[Text to read]
***

Now with some knowledge about the different concepts within bandsaw at our hands, let's dive into the topic of how to put the library to good use.

Install the library🔗

Use stable release from PyPI🔗

All stable versions of bandsaw are available on PyPI and can be downloaded and installed from there. The easiest option to get it installed into your python environment is by using pip:

pip install bandsaw

Use from source🔗

Bandsaw's Git repository is available for everyone and can easily be cloned into a new repository on your local machine:

$ cd /your/local/directory
$ git clone https://gitlab.com/kantai/bandsaw.git
$ cd bandsaw

If you want to make changes to library, please follow the guidance in the README.md on how to setup the necessary tools for testing your changes.

If you just want to use the library, it is sufficient to add the path to your local bandsaw repository to your $PYTHONPATH variable, e.g.:

$ export PYTHONPATH="$PYTHONPATH:/your/local/directory/bandsaw"

Defining the individual tasks of your workflow🔗

In order to use bandsaw in your workflow, you first have to import its package.

import bandsaw

...

Splitting up your workflow into individual tasks can be done by annotating the individual functions with the bandsaw.task decorator:

@bandsaw.task
def my_function(x):
    ...

***

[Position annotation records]
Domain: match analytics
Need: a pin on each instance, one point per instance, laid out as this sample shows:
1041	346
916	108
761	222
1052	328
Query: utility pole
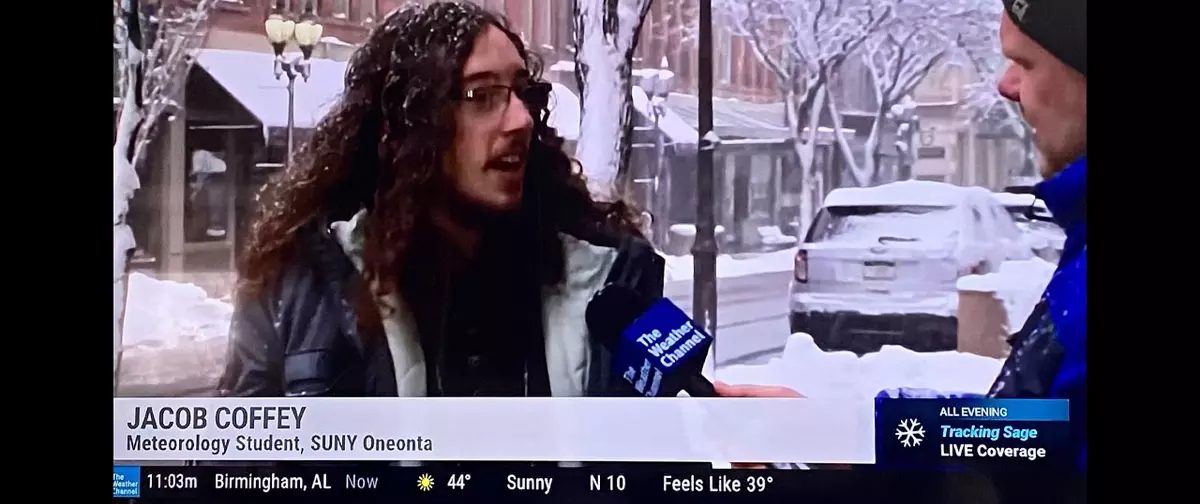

***

[Required work]
1. Repeat word for word the section of the bandsaw guide that opens with the words containing "If you want" and closes with "import its package.".
2. Carry the bandsaw guide on from the point where it stops.
These records are separate material from the bandsaw guide.

[Exercise responses]
1.
If you want to make changes to library, please follow the guidance in the README.md on how to setup the necessary tools for testing your changes.

If you just want to use the library, it is sufficient to add the path to your local bandsaw repository to your $PYTHONPATH variable, e.g.:

$ export PYTHONPATH="$PYTHONPATH:/your/local/directory/bandsaw"

Defining the individual tasks of your workflow🔗

In order to use bandsaw in your workflow, you first have to import its package.

2.
    return x

The decorator can be only applied to free functions in the current implementation, so it isn't possible to decorate methods of classes for now:

class MyClass:

    @bandsaw.task
    def my_method(self, x):

        return x

Configure bandsaw🔗

Bandsaw loads its configuration automatically at the time it is needed. This happens by dynamically importing a python module that contains an instance of the class Configuration assigned to the variable configuration.

import bandsaw

configuration = bandsaw.Configuration()

Bandsaw expects the configuration to be found in the python module bandsaw_config. The name of the module can be changed in two ways:

Set the BANDSAW_CONFIG environment variable to a different module name. Bandsaw reads the name of the module containing the configuration from this variable if it is set. So by setting it to e.g. my_config it will import my_config and take the configuration from it instead.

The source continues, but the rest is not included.